Exercise description: Leave no picture in, and give every entry again exactly.

Provided records:

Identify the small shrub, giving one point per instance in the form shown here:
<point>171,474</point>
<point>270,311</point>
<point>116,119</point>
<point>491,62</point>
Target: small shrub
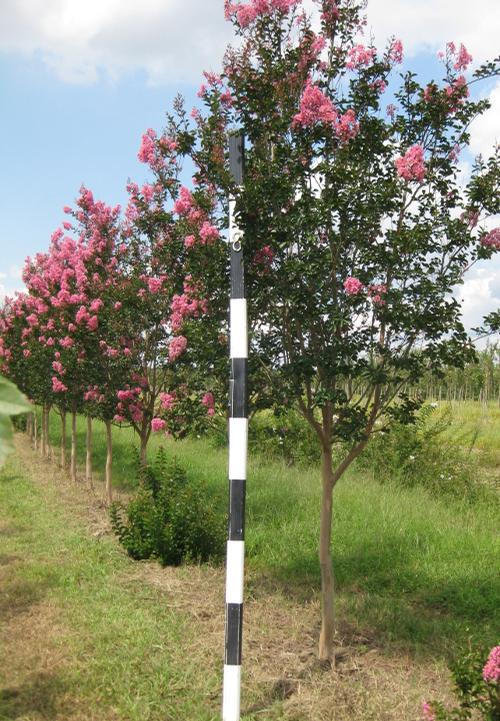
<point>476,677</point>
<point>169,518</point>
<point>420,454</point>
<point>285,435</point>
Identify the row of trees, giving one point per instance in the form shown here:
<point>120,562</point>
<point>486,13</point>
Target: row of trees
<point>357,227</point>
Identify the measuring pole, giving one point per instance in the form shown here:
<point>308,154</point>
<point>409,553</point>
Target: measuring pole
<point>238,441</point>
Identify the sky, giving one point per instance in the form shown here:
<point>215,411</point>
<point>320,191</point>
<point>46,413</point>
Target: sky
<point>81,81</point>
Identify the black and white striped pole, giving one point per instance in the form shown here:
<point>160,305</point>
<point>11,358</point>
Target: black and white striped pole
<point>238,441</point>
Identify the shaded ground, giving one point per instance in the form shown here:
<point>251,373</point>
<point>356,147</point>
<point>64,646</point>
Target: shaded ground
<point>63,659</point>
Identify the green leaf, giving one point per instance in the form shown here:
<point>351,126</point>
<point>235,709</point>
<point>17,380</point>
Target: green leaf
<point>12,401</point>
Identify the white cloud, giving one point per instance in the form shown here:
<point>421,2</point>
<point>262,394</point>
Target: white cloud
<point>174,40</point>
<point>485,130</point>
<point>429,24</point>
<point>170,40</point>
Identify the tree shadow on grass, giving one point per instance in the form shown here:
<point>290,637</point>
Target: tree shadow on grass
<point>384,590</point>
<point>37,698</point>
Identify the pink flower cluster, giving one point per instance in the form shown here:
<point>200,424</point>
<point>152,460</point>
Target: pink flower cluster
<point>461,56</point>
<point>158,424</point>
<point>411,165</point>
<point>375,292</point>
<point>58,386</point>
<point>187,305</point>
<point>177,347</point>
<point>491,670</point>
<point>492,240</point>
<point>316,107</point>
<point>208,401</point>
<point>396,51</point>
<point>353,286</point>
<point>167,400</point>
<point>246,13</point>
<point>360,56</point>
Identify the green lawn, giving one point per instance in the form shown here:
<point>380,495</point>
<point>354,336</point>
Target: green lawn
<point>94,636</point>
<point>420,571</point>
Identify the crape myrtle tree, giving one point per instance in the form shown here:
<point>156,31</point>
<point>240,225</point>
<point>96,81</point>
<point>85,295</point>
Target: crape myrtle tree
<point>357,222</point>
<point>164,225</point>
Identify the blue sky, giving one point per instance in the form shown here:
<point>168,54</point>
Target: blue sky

The completed task:
Identify the small shrub, giving one point per instance in the form shown here:
<point>171,474</point>
<point>270,311</point>
<point>116,119</point>
<point>491,62</point>
Target: small shrub
<point>476,677</point>
<point>169,518</point>
<point>420,454</point>
<point>285,435</point>
Identify the row of trees, giving one point per instance in the form shown here:
<point>120,562</point>
<point>486,13</point>
Target: row of trees
<point>357,227</point>
Identify the measuring pole, giving one point per instance in the form shown here:
<point>308,154</point>
<point>409,553</point>
Target: measuring pole
<point>238,441</point>
Identify the sky, giving one point per instance in the form shown here:
<point>215,411</point>
<point>320,191</point>
<point>46,413</point>
Target: sky
<point>81,81</point>
Identify the black and white striped pole, giving one point per instance in the form shown here:
<point>160,305</point>
<point>11,358</point>
Target: black and white striped pole
<point>238,441</point>
Identify the shaded ground, giving one point per instance in the form shown here:
<point>251,373</point>
<point>356,147</point>
<point>64,646</point>
Target: shaded ground
<point>63,659</point>
Identify the green leaf, giving one point per instance in the form shown here:
<point>351,126</point>
<point>235,709</point>
<point>17,380</point>
Target: green leaf
<point>12,401</point>
Identify the white cloud, giving one point per instance in the form shown here:
<point>421,2</point>
<point>262,394</point>
Target: white cloud
<point>174,40</point>
<point>485,130</point>
<point>429,24</point>
<point>170,40</point>
Identify the tree shadow on grass, giving one point per instance in the form shown here:
<point>290,637</point>
Target: tree shadow on grass
<point>384,590</point>
<point>37,698</point>
Identify the pink flower cluster, giving one point per instance in the form shown here:
<point>200,424</point>
<point>152,460</point>
Target: pink flower cluster
<point>461,56</point>
<point>158,424</point>
<point>411,165</point>
<point>375,292</point>
<point>58,386</point>
<point>187,305</point>
<point>177,347</point>
<point>491,670</point>
<point>492,240</point>
<point>316,107</point>
<point>208,401</point>
<point>396,51</point>
<point>353,286</point>
<point>167,400</point>
<point>246,13</point>
<point>360,56</point>
Identify the green lawn, giving one point per instance in the form shown here:
<point>380,495</point>
<point>354,336</point>
Target: green lawn
<point>94,636</point>
<point>420,571</point>
Identify the crape myrtle tree, giving one point per instance in the form shown here:
<point>156,31</point>
<point>240,225</point>
<point>96,81</point>
<point>85,295</point>
Target: crape myrtle tree
<point>357,222</point>
<point>164,225</point>
Identify the blue sky, giving one point per instance in the form shown here:
<point>168,54</point>
Target: blue sky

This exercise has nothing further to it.